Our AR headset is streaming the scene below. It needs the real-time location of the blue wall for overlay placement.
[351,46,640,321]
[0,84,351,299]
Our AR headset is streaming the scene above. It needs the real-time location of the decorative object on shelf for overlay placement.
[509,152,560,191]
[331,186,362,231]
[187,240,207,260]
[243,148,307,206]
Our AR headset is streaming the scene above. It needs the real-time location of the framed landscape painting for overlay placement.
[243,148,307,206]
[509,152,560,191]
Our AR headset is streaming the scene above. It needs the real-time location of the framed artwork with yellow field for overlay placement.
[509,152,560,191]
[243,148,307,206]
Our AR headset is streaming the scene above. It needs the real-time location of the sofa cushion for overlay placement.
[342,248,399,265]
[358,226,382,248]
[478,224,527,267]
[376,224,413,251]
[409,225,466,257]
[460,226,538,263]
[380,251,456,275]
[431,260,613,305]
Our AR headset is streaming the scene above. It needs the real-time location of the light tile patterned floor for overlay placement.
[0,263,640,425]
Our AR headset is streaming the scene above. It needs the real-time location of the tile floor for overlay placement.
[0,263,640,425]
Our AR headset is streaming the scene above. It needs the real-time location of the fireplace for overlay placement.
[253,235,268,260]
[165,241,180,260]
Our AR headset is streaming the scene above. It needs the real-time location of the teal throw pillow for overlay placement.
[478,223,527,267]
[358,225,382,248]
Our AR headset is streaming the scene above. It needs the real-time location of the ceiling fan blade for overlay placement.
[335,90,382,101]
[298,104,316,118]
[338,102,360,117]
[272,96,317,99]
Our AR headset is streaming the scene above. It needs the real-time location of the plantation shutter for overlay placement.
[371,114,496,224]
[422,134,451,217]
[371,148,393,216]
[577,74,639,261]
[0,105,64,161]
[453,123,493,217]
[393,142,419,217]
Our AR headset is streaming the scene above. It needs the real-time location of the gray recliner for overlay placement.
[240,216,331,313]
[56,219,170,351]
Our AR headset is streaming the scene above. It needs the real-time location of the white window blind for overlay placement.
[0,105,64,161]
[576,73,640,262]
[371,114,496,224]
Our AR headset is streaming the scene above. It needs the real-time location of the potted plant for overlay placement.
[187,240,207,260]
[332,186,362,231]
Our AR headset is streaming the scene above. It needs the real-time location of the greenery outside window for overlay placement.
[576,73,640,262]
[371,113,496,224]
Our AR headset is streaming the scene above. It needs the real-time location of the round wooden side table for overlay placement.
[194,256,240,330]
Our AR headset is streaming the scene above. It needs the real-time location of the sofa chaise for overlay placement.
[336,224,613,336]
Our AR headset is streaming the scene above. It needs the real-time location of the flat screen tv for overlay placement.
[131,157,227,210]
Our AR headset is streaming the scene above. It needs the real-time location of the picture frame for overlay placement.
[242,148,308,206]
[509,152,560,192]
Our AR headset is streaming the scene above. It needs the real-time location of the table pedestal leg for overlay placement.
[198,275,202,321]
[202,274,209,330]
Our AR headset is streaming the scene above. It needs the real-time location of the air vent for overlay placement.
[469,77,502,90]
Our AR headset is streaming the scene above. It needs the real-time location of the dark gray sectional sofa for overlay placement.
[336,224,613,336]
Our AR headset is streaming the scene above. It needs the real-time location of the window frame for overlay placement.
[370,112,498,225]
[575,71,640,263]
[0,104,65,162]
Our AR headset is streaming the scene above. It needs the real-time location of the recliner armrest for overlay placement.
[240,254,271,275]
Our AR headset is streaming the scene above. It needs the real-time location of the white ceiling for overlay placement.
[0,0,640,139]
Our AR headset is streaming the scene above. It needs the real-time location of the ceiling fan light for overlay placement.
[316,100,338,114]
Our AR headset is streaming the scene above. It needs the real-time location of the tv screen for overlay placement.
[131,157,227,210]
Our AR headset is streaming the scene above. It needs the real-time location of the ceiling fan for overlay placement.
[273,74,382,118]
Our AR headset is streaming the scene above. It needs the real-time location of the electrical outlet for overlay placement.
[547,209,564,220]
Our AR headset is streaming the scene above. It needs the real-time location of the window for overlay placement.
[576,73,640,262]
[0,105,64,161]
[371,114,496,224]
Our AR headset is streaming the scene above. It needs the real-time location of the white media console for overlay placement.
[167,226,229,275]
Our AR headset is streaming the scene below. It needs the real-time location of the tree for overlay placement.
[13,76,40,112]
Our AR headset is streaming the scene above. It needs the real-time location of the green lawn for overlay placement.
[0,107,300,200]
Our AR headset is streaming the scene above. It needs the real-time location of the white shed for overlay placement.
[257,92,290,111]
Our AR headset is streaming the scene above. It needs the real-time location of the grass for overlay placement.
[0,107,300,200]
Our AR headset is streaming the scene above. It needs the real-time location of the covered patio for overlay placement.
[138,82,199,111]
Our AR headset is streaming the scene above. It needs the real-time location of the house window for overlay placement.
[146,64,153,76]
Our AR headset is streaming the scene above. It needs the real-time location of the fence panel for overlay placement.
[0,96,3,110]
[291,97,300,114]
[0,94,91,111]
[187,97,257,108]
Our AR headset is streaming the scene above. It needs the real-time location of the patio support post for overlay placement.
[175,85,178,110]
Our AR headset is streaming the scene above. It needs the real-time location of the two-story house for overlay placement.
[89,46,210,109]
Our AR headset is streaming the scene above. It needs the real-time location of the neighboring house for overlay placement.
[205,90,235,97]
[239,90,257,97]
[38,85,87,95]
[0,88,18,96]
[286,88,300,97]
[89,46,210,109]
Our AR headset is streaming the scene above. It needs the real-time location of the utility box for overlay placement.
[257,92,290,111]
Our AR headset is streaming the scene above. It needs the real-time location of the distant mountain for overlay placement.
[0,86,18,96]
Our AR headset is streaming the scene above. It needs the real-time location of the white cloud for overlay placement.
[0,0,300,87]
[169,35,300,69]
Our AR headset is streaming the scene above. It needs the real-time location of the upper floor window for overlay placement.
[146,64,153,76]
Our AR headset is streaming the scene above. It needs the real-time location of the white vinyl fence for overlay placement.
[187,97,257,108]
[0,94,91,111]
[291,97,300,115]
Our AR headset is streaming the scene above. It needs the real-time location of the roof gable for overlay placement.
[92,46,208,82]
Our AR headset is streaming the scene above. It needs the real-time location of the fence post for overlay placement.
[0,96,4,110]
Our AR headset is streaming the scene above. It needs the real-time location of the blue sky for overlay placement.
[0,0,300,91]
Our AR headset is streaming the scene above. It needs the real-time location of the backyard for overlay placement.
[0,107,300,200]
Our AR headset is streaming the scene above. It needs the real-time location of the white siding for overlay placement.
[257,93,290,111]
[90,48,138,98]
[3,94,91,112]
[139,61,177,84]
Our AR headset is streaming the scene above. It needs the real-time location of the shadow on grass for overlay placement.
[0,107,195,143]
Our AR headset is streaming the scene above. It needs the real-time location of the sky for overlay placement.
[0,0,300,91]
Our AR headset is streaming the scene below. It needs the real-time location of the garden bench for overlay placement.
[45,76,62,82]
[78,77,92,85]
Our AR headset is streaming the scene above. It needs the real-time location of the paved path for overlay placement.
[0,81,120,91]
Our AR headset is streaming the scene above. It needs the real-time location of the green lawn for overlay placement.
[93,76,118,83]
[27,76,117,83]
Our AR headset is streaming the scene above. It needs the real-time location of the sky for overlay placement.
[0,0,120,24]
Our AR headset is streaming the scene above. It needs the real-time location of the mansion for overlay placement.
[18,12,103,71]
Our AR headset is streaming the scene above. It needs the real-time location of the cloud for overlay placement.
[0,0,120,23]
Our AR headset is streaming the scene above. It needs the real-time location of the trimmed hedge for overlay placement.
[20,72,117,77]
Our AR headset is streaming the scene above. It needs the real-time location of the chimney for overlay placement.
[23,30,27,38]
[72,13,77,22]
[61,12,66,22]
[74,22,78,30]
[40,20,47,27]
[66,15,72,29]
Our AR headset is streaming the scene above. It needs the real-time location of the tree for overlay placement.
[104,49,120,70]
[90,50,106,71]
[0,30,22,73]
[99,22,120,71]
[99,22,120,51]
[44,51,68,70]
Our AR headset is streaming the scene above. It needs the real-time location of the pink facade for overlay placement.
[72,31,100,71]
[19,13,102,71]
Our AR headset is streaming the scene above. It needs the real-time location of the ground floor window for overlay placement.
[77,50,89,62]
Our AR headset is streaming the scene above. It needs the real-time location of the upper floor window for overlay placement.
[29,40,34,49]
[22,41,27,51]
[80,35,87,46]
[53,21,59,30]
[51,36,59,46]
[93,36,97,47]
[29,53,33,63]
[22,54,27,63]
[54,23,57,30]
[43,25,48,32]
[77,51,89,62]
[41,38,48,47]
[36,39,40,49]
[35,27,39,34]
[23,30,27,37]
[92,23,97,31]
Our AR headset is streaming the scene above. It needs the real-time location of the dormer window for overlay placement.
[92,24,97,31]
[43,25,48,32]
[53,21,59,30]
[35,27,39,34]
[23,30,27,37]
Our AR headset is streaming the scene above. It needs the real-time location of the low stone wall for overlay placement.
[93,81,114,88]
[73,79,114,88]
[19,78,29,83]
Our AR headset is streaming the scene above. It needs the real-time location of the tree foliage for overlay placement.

_____

- Short problem
Rewrite the stretch of the listing from the line containing "shutter for overlay placement." through the line containing "[332,186,362,231]" as a JSON list of strings, one string per line and with blank lines left out.

- Solution for this problem
[
  "Our AR headset is streaming the scene above. It needs the real-time location of the plantation shutter for overlay placement.",
  "[371,114,496,224]",
  "[422,134,451,217]",
  "[371,148,393,216]",
  "[577,74,639,261]",
  "[0,105,64,161]",
  "[453,123,493,217]",
  "[393,142,419,217]",
  "Our AR headset is streaming the scene above. It needs the real-time location of the gray recliner for overlay placement.",
  "[240,216,331,313]",
  "[56,219,170,351]",
  "Our AR headset is streaming the scene above. It needs the real-time location of the white window blind for overlay placement.",
  "[0,105,64,161]",
  "[576,73,640,262]",
  "[371,114,496,224]",
  "Our AR headset is streaming the scene above. It needs the real-time location of the potted plant for overlay placement.",
  "[187,240,207,260]",
  "[332,186,362,231]"
]